- What is being asked
Pull out every line with the word "smoke" from the entries below.

Collected data entries:
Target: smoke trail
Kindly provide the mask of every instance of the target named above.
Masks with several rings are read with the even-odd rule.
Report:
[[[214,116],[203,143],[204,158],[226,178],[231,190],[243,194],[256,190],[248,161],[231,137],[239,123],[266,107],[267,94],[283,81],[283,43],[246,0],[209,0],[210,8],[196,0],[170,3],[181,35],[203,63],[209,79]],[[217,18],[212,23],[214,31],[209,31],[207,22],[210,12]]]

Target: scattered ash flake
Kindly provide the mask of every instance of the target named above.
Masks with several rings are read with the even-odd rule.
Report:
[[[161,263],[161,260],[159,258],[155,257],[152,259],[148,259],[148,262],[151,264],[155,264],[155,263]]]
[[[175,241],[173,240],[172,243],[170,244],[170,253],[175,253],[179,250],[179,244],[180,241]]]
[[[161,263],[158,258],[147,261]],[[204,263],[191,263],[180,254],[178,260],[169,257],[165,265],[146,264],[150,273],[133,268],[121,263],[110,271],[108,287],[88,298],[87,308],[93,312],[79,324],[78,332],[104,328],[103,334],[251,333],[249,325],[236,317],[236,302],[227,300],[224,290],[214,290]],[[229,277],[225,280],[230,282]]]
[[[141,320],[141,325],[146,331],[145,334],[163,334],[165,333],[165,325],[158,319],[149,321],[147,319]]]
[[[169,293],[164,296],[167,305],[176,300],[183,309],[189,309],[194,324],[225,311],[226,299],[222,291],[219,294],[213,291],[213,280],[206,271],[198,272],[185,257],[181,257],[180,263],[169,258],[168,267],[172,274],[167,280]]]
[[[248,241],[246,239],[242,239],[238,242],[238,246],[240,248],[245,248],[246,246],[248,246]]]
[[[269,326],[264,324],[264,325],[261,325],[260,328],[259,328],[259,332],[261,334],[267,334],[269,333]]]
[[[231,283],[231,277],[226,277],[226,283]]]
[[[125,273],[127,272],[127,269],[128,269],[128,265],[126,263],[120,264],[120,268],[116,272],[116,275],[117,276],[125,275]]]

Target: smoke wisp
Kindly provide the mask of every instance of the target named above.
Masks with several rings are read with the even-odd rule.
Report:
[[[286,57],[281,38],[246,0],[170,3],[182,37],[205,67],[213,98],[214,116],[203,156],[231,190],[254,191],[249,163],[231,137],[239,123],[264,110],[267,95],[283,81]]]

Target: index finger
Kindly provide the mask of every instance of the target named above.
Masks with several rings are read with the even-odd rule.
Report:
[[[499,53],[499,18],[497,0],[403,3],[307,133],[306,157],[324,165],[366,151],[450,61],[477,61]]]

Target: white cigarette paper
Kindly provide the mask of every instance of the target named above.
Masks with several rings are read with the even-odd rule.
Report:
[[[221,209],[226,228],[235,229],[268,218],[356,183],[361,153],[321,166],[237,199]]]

---

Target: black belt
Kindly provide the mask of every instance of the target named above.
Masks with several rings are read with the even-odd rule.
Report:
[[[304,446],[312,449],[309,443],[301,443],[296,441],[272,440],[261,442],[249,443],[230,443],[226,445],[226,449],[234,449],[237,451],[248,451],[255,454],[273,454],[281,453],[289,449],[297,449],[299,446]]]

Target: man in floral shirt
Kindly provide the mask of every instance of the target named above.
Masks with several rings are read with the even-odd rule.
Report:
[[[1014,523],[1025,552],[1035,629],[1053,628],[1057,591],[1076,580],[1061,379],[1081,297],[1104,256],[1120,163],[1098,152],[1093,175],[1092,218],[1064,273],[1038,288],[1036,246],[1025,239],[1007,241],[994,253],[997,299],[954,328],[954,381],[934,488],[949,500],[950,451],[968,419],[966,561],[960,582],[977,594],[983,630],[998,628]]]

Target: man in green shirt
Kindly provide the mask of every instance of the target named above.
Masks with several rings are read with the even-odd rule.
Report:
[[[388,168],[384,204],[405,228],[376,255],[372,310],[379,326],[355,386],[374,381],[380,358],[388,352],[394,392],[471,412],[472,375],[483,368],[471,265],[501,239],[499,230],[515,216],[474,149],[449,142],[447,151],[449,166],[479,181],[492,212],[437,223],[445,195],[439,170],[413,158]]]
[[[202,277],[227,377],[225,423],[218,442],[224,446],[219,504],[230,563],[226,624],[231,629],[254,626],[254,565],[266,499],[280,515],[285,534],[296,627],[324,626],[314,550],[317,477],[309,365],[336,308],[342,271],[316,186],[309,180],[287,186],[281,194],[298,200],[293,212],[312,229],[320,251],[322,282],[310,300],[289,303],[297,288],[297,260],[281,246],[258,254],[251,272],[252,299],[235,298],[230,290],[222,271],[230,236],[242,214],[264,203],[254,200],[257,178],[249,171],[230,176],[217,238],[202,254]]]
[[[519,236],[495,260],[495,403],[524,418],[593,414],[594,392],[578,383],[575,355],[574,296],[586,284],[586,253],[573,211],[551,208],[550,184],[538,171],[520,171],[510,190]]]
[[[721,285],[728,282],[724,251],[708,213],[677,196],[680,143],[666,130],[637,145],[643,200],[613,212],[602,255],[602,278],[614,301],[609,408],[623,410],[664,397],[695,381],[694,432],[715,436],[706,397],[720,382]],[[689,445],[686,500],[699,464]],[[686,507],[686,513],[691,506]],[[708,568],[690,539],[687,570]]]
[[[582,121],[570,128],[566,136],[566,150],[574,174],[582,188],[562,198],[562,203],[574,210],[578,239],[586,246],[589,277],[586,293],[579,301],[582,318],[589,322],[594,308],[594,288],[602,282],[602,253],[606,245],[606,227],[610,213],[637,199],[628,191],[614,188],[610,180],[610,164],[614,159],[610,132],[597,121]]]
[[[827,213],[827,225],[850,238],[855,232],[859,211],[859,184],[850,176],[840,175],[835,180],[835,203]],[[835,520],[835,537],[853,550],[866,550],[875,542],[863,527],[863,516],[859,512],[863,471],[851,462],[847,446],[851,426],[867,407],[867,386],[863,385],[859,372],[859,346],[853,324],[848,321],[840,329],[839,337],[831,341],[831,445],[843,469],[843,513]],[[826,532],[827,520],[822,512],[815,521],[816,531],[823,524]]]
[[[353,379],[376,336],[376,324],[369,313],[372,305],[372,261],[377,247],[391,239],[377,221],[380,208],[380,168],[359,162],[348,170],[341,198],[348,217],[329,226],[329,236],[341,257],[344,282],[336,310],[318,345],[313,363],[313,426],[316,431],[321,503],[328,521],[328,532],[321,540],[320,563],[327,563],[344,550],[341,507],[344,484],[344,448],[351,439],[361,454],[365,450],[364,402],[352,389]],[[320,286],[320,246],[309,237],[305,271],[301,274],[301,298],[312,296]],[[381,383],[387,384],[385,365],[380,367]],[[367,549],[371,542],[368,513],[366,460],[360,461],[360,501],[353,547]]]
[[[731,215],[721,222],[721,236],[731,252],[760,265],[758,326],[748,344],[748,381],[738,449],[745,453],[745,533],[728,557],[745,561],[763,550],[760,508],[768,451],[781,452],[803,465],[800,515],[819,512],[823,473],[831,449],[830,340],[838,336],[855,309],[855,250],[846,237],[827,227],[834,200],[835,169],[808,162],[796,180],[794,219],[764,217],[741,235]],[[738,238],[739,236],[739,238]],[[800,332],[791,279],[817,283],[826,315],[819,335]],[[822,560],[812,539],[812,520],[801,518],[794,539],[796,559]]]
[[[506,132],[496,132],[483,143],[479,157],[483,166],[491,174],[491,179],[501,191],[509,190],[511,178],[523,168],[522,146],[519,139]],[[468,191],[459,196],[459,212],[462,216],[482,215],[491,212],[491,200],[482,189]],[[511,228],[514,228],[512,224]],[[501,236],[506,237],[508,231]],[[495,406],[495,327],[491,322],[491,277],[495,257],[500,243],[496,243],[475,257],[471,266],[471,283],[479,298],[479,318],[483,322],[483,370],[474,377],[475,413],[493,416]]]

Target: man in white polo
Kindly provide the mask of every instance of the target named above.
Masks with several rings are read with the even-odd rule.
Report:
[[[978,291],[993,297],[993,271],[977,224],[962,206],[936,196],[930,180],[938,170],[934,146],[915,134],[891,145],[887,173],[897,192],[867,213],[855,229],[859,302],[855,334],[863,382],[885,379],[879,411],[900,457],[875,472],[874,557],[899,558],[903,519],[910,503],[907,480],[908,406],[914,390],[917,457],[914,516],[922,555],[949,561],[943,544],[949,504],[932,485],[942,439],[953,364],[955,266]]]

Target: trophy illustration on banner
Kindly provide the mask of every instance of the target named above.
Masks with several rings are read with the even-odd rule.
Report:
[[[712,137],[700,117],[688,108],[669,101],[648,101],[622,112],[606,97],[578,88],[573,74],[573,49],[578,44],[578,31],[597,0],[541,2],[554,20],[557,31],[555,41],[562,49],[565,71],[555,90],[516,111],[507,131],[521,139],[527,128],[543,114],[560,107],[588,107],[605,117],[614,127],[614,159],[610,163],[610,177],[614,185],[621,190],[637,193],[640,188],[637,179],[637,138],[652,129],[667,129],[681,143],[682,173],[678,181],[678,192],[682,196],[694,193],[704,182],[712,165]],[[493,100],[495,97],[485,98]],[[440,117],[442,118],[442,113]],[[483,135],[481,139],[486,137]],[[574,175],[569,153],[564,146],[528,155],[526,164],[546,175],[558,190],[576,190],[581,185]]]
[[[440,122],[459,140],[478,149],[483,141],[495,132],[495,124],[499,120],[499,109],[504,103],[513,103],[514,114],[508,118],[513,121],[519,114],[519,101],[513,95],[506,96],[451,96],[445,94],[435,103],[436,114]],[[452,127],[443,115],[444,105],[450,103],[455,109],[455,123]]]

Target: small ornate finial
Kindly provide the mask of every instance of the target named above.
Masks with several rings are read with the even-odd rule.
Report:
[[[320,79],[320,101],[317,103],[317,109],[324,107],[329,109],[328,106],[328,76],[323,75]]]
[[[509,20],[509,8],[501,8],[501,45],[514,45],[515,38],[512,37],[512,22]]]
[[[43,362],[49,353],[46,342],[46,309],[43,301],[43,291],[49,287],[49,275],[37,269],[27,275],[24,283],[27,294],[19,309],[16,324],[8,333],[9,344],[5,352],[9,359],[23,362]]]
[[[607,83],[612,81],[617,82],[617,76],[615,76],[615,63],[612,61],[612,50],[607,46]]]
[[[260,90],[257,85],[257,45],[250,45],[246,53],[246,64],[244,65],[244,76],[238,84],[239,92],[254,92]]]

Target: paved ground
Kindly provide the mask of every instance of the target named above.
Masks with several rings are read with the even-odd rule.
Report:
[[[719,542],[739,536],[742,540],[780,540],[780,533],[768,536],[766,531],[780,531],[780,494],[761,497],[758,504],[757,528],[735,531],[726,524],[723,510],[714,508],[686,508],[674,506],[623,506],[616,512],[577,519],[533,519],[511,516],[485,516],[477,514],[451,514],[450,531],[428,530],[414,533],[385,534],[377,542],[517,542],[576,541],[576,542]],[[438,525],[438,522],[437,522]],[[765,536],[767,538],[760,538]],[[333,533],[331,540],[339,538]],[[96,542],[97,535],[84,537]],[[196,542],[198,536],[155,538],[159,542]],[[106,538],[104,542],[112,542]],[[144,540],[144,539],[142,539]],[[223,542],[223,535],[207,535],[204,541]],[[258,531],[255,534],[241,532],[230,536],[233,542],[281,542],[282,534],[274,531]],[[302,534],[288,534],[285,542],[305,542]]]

...

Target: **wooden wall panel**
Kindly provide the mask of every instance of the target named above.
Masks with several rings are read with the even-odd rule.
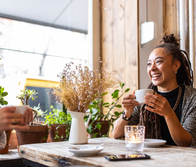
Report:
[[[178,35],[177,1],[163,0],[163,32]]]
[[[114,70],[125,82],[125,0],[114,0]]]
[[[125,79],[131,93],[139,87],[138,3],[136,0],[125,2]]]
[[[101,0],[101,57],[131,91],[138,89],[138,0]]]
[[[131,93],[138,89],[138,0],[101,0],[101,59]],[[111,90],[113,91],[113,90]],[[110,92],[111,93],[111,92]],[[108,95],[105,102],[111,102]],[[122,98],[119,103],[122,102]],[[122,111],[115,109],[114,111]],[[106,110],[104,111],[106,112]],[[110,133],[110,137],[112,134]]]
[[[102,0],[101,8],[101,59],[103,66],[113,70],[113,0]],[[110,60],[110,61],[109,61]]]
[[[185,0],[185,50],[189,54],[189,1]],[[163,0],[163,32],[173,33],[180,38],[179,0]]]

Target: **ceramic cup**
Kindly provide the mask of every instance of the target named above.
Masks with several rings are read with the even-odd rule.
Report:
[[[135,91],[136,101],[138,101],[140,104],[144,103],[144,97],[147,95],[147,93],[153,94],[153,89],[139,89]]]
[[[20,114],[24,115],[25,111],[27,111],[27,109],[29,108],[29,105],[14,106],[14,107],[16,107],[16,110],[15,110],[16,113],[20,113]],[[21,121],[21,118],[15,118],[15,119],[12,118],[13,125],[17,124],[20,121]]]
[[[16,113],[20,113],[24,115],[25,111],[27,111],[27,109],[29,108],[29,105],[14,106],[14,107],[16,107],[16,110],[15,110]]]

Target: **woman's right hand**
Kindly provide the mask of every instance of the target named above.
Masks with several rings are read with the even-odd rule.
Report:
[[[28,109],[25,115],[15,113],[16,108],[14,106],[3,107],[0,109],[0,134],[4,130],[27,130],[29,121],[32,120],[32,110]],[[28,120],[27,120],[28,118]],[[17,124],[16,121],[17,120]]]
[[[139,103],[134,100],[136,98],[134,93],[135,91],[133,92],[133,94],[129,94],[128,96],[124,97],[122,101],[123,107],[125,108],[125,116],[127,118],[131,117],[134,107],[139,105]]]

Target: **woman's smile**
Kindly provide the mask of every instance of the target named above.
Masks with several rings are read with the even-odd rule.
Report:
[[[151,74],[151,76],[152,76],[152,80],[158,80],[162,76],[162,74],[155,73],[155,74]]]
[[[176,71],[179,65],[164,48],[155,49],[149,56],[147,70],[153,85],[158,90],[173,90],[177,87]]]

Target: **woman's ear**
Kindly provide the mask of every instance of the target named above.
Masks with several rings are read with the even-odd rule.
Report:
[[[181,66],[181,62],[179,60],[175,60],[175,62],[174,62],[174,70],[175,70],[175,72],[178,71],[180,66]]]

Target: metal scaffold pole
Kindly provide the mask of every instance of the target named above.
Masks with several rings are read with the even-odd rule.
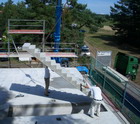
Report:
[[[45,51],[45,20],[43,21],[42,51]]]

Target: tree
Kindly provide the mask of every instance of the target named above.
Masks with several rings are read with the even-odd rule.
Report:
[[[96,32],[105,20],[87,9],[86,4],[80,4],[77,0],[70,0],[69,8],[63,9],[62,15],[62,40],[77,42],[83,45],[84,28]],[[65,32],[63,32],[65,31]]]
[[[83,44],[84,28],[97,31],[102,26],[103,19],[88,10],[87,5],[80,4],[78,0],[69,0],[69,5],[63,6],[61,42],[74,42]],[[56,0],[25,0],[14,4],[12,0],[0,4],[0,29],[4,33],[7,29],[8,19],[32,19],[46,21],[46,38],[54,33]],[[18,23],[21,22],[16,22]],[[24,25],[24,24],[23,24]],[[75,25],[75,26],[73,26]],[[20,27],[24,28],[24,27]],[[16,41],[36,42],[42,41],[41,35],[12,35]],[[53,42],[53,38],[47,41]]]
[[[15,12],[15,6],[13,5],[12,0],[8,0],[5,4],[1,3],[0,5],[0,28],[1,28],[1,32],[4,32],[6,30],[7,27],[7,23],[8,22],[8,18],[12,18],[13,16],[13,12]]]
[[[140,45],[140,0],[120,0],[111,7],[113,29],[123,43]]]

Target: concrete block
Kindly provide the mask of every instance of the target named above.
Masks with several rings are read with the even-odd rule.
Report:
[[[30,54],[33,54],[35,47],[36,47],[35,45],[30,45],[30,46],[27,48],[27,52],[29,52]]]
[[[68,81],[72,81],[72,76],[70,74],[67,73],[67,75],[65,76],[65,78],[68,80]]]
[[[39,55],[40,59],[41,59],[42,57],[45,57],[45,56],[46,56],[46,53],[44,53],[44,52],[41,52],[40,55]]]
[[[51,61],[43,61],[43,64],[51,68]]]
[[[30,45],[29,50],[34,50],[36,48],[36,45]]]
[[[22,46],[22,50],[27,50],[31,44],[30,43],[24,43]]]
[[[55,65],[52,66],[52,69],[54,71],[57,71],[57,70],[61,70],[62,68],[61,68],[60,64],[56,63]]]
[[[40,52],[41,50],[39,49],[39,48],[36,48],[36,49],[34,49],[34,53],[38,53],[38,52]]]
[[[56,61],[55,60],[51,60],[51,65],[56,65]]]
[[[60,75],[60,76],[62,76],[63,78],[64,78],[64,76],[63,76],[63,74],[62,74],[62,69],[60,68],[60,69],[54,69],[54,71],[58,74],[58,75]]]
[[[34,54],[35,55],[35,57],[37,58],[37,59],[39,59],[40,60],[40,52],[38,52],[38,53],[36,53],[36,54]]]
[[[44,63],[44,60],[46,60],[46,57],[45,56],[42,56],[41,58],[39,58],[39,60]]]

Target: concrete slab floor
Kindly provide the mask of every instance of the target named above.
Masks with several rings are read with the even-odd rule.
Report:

- Response area
Target: smoke trail
Target: smoke wisp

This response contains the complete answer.